- [The task]:
Leave out the pictures and set down the rest of the listing below word for word.

- [Task inputs]:
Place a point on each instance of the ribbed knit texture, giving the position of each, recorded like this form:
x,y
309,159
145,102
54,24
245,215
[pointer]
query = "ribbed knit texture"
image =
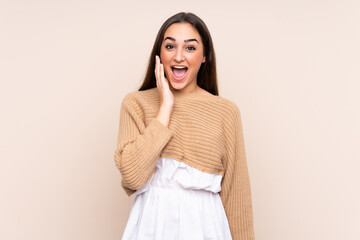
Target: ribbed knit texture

- [Your response]:
Place a point on each instance of the ribbed knit texture, giving the position of each, recorded like this form:
x,y
309,159
145,102
54,24
245,215
[pointer]
query = "ribbed knit texture"
image =
Target: ribbed knit texture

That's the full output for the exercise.